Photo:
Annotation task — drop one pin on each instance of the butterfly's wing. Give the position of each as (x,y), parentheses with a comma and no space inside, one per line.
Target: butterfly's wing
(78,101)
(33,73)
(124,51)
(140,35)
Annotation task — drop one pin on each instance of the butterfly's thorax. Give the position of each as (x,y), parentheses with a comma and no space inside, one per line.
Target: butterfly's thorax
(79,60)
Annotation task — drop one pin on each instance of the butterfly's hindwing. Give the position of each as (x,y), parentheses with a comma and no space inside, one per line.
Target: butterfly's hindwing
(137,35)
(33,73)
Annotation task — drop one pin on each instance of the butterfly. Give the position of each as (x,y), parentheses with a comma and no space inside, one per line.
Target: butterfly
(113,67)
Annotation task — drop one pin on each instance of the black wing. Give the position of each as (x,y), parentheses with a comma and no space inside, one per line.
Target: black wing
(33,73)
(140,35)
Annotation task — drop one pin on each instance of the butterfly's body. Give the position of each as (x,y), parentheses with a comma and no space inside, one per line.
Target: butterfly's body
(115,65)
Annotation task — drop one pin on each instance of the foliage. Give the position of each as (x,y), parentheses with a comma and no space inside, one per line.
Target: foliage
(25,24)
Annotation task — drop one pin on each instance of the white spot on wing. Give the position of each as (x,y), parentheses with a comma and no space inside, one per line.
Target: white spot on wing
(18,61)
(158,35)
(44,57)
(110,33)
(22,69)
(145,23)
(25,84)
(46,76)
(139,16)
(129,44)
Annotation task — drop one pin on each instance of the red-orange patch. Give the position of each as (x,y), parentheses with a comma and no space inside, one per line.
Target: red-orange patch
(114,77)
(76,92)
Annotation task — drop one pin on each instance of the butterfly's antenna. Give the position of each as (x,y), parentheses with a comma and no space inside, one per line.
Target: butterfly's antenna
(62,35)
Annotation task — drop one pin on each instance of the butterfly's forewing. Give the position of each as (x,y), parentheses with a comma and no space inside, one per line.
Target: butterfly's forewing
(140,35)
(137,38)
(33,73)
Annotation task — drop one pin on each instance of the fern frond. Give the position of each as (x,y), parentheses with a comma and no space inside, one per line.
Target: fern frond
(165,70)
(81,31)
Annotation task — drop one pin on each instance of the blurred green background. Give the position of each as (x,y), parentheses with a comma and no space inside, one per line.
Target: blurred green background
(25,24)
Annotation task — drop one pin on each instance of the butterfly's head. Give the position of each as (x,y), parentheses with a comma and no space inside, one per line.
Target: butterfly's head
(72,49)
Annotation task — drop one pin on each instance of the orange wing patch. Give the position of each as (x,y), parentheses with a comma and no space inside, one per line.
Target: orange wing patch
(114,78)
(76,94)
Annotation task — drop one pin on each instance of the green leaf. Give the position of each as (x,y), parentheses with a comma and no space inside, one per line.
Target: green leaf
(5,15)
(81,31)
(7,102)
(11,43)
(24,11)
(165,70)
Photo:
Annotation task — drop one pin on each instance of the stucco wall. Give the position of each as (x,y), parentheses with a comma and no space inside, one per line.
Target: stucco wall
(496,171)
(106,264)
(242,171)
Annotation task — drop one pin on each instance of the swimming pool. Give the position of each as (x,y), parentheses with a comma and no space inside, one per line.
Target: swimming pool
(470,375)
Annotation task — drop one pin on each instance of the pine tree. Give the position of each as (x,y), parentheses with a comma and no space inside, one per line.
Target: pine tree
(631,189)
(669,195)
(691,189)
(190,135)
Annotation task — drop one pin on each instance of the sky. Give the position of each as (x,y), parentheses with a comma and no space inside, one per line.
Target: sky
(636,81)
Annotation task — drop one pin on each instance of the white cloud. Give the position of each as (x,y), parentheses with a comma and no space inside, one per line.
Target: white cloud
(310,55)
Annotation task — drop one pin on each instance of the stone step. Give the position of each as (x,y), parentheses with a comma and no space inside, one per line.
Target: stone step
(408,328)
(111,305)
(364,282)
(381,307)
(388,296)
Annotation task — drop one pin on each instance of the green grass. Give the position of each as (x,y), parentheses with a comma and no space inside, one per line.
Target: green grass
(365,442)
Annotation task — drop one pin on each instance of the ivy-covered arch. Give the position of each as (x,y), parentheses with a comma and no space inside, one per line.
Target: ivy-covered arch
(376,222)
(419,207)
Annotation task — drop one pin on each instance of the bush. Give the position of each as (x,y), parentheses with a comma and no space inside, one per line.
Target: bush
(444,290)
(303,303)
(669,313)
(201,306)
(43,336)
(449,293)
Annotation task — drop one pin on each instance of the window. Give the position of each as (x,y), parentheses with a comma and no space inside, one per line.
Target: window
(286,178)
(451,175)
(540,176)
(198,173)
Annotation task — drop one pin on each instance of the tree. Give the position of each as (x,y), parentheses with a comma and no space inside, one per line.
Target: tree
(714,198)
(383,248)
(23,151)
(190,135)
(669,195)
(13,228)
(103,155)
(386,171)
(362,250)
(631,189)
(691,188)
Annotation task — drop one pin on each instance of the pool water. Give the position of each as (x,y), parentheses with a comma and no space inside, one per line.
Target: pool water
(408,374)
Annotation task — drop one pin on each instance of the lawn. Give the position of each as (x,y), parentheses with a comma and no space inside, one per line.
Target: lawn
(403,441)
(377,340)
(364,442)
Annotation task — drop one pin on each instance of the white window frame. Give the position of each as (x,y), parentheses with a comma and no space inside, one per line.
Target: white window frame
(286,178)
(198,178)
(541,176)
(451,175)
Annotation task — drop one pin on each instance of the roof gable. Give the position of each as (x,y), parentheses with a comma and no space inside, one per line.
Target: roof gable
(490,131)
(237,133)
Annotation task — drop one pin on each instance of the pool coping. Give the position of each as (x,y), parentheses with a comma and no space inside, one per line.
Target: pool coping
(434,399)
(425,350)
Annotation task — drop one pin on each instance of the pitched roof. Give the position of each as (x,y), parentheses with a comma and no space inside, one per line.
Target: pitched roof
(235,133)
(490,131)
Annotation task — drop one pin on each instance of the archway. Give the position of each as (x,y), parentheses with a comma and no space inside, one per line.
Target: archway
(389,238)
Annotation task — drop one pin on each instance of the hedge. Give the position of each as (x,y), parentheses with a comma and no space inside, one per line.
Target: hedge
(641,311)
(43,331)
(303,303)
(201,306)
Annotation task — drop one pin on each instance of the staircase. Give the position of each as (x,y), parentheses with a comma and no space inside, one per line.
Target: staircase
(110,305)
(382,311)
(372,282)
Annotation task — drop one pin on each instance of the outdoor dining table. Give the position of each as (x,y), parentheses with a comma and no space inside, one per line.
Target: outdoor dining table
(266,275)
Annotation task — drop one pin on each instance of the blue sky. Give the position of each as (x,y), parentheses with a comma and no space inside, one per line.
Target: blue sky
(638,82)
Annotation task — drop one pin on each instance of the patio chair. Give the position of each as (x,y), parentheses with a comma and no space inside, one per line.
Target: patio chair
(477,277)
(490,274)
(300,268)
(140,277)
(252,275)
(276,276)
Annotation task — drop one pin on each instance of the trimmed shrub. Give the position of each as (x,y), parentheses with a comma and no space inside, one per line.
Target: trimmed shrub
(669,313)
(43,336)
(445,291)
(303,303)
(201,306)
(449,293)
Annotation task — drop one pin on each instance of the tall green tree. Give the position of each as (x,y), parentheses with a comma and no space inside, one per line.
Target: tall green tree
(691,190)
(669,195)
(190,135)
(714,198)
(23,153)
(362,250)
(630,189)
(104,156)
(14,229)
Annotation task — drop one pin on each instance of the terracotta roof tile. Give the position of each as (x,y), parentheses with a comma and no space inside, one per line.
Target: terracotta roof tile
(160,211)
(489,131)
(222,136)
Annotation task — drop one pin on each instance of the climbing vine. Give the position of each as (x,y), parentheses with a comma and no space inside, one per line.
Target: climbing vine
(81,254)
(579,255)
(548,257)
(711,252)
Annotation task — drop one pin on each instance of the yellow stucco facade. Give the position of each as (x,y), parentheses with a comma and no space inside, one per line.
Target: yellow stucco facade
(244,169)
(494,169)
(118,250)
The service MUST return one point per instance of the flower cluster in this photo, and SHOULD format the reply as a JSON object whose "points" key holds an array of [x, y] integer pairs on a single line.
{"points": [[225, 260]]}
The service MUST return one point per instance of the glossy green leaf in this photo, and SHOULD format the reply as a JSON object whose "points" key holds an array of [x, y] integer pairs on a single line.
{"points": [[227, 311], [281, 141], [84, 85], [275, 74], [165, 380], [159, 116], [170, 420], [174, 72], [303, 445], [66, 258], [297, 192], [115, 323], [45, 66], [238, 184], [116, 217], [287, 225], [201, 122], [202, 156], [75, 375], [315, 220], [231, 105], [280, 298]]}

• _YOUR OBJECTIVE_
Which lines run from the one holding "the butterfly's hindwing." through the one holding "the butterfly's body." in the records above? Repeat them exactly, both included, and nothing more.

• _EXERCISE RESPONSE_
Annotation task — drop one pin on each instance of the butterfly's hindwing. Give the position of each as (x,y), parentheses with a comma and no space inside, one per line.
Target: butterfly's hindwing
(137,35)
(33,73)
Annotation task — drop one pin on each instance of the butterfly. Give the position of each as (x,y), parentheses with a comma and no space inside, one per line.
Target: butterfly
(113,67)
Annotation task — drop one pin on each instance of the black wing. Give the position of each as (x,y), parentheses with a comma and no space inside, one per line.
Target: black wing
(33,73)
(140,35)
Annotation task — drop one pin on each instance of the butterfly's body. Give the position of each as (x,y), parentheses with a comma and no space inside, one per line.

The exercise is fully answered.